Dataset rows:
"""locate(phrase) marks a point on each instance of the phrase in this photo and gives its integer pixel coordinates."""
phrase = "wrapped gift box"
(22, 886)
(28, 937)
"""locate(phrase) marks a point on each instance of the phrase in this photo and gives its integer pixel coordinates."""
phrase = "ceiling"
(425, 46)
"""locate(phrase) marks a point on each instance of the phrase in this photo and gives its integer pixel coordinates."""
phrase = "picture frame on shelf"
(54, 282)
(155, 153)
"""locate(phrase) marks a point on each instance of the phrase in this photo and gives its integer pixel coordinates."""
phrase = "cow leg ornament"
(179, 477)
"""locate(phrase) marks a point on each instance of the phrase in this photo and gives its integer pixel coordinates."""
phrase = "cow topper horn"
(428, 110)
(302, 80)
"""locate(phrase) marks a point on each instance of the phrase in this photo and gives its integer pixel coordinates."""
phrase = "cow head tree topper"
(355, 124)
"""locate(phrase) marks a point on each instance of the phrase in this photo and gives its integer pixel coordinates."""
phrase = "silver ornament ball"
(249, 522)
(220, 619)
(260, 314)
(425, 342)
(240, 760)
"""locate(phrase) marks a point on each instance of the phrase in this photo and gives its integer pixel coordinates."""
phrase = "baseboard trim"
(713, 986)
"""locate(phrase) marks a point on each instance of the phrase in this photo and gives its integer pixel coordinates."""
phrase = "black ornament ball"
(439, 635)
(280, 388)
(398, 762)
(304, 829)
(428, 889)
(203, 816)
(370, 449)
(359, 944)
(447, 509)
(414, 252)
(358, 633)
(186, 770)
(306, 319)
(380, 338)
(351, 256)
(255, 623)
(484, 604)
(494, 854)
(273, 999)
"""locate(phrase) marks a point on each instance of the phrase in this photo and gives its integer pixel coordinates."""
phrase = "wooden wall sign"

Problem requirements: Using the listing above, reproduce each line without omission.

Answer for the task:
"""locate(phrase) marks a point on each instance of the phrase in this photo and gives its integer pixel coordinates."""
phrase = "wrapped gift box"
(22, 886)
(28, 937)
"""locate(phrase) marks a point on each instance of the phrase in this photo and gives its integer pixel coordinates."""
phrase = "ceiling"
(425, 46)
"""locate(phrase) marks a point on each instance of the phrase in this photo and gives its integer pixel coordinates."""
phrase = "picture frame on shelf"
(54, 282)
(155, 153)
"""locate(phrase) marks a point on each instance of the phrase in this photo and gives its integer pixel coordinates."""
phrase = "cow leg ornament"
(179, 477)
"""locate(phrase) marks a point on each instance of the phrase in this photo and gives its integer pixel coordinates."""
phrase = "cow topper horn"
(428, 110)
(302, 80)
"""locate(phrase) marks a point on each instance of the phrase in this photo and gives its integer pixel coordinates."""
phrase = "cow head tree topper"
(355, 124)
"""locate(phrase) marks a point on each instance of the phrase in this photo and gives its integer pixel coordinates."""
phrase = "silver ornament ball"
(249, 522)
(220, 619)
(260, 314)
(425, 342)
(240, 760)
"""locate(phrase) marks a point on each instance of the phrase in this photo and gives its integer pixel coordinates."""
phrase = "baseboard trim"
(713, 986)
"""locate(phrase) marks a point on each instance of the phrase in this photo and gives its integer pixel coordinates."""
phrase = "black ornament ball"
(439, 635)
(280, 388)
(398, 762)
(304, 829)
(428, 889)
(203, 816)
(370, 449)
(359, 944)
(447, 509)
(414, 252)
(358, 633)
(186, 770)
(306, 319)
(380, 338)
(351, 256)
(255, 623)
(484, 604)
(494, 854)
(273, 999)
"""locate(phrase) marks a point on each instance of the phrase in this photo and gives its integer pixel coordinates."""
phrase = "wooden wall sign"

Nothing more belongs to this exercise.